| Consigne |
Recopiez sans rien changer les lignes allant de celle qui contient "Question: Mark the light" jusqu'à celle qui contient "[225,424,258,489]", ces deux lignes comprises.

| Lignes fournies |
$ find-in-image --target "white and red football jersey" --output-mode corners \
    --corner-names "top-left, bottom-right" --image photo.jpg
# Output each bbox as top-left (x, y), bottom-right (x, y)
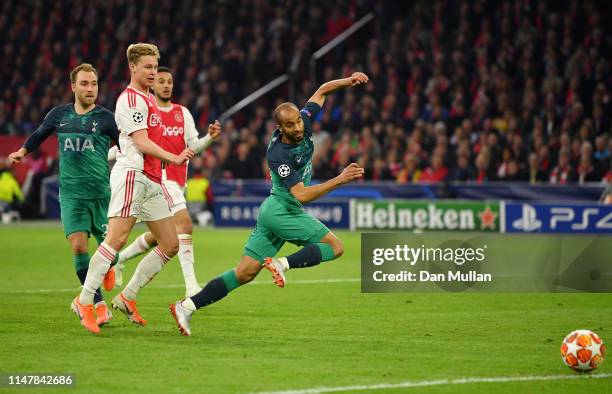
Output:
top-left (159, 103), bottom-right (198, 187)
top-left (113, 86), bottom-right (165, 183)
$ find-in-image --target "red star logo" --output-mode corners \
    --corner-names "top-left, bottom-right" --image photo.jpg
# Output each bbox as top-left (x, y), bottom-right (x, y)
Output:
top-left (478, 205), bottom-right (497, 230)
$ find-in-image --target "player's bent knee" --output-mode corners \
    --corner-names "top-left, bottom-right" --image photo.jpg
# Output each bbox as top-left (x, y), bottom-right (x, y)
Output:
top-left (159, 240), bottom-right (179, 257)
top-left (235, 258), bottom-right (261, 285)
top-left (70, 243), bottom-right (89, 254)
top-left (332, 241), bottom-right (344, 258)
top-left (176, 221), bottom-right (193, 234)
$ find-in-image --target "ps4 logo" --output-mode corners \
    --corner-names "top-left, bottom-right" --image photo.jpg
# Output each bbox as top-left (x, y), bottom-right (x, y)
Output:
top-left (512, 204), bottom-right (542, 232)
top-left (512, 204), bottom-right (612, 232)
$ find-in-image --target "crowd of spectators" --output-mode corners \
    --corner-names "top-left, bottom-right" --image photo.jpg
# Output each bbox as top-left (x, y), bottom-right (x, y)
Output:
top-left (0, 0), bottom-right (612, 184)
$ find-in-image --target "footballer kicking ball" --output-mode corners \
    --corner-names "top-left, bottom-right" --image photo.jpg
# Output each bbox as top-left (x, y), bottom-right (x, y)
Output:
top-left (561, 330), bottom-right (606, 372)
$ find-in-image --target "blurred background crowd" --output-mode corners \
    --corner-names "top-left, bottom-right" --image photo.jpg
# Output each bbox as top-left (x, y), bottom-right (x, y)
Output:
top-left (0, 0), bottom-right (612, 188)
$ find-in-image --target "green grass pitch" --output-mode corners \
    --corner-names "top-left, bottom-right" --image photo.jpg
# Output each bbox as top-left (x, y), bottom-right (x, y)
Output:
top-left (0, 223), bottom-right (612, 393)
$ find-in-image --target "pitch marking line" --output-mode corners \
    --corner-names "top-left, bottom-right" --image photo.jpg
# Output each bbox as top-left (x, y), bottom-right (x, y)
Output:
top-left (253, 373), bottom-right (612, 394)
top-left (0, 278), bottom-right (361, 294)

==

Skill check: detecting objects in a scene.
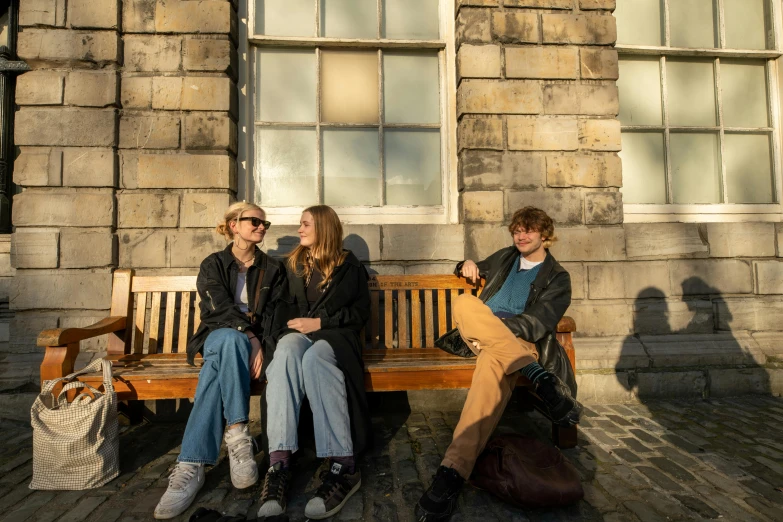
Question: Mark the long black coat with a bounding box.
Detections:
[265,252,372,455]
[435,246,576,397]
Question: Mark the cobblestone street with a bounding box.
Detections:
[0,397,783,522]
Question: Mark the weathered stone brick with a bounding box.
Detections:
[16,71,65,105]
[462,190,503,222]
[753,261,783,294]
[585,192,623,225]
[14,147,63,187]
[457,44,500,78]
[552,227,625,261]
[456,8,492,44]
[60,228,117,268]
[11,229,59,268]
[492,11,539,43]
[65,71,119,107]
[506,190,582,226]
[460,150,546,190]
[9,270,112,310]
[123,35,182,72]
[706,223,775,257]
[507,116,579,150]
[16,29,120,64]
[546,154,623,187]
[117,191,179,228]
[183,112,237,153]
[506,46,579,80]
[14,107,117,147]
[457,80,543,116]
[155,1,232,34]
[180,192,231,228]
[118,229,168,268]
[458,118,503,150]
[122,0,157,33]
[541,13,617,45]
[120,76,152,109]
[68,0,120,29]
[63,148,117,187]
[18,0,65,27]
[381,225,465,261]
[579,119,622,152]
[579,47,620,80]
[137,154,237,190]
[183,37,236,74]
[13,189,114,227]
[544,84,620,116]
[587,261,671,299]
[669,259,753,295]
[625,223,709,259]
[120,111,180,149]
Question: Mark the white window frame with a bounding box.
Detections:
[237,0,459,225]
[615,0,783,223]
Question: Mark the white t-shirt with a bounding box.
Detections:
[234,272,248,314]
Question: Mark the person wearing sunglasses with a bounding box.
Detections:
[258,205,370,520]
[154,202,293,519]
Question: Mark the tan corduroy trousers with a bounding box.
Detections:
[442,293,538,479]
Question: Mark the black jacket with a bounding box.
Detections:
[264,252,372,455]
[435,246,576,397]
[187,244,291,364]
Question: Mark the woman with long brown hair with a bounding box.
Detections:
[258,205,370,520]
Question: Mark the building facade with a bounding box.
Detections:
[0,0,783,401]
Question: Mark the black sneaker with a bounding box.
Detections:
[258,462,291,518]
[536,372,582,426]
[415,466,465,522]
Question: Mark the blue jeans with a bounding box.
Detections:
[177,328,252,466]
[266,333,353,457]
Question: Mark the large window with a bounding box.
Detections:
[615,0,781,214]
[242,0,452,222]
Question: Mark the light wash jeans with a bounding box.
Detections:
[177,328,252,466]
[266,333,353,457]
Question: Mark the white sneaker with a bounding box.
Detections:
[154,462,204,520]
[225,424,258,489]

| Réponse |
Question: Mark the light wash jeans with a bounding box.
Detections:
[177,328,252,466]
[266,333,353,457]
Question: Mark the white sneaker with a bounding box.
Detections:
[154,462,204,520]
[225,424,258,489]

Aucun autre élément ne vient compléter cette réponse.